### Task requirements
Copy the rows below again, starting at the line that contains "of the wooden" and ending at the last row. Substitute "dresser" for "bureau" and leave everything else unchanged.

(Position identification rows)

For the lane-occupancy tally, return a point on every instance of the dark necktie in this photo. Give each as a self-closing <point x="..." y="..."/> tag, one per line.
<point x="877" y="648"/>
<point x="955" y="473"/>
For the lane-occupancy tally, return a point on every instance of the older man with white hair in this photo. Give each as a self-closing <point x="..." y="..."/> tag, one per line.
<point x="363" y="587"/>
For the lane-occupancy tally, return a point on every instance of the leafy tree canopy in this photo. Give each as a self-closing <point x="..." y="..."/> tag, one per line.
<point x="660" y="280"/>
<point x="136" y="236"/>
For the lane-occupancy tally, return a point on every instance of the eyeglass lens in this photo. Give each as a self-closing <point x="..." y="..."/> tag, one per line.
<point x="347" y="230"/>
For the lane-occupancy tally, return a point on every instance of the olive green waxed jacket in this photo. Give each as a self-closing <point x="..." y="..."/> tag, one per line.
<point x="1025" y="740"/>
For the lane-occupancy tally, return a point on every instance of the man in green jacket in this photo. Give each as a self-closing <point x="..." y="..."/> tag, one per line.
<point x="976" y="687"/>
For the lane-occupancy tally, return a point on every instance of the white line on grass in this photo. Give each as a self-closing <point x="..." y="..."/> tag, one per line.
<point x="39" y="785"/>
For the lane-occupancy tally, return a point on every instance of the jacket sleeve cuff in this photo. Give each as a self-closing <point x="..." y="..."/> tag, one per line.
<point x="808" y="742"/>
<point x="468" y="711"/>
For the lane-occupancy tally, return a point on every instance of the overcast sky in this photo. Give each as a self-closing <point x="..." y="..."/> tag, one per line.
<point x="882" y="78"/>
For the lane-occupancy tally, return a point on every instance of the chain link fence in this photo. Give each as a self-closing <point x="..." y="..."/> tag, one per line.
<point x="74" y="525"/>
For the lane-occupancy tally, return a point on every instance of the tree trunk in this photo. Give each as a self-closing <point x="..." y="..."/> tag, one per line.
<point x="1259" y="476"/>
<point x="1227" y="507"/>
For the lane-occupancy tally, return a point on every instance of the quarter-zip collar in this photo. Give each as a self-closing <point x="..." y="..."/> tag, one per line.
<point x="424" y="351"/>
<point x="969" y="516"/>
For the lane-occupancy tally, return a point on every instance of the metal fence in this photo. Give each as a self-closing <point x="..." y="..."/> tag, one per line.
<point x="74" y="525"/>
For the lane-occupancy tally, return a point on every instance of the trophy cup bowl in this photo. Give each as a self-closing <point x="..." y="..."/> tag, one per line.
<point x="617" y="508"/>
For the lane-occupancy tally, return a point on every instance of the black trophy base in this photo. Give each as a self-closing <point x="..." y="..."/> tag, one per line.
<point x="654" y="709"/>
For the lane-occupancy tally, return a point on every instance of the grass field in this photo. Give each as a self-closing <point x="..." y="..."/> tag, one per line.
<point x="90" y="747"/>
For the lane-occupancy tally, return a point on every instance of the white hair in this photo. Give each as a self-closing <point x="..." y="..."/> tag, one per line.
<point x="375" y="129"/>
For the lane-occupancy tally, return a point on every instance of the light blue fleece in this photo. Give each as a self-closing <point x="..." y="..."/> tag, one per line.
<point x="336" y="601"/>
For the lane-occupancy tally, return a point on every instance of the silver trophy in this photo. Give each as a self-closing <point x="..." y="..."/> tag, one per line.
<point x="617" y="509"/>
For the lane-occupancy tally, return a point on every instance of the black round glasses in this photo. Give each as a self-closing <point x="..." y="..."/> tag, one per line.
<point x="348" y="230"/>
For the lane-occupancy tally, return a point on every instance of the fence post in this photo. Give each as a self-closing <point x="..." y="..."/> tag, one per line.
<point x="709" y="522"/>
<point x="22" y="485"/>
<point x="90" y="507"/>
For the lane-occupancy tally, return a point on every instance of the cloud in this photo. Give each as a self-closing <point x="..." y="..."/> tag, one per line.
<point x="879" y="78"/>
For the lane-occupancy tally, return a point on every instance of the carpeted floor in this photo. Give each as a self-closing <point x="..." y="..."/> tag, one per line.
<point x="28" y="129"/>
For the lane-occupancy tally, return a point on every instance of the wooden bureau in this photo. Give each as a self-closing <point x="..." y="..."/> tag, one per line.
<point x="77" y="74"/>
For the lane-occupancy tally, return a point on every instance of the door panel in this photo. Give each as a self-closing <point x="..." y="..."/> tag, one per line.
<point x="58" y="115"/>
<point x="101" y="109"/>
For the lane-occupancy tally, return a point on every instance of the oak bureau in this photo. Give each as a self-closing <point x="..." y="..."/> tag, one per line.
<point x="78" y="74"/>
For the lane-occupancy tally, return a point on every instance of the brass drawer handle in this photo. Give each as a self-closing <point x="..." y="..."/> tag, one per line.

### Answer to this exercise
For the lane-occupancy tally, return a point on every instance of the wooden dresser in this photo. Give each as a self-closing <point x="..." y="..."/> tag, one per line.
<point x="77" y="74"/>
For the lane-occupancy tally, return a point on every instance of the door panel in this photo. Give each as a self-closing <point x="..." y="..."/> tag, one per line.
<point x="58" y="115"/>
<point x="101" y="109"/>
For the lane-occupancy tally, return a point on every instance of the oak dresser in this photo. Give each as a self-closing <point x="..." y="..."/> tag, one per line.
<point x="78" y="74"/>
For the lane-occupancy tally, return a point on every instance of the brass drawer handle in this photo. Give each as a self-closing <point x="..." y="..."/> tag, one per line.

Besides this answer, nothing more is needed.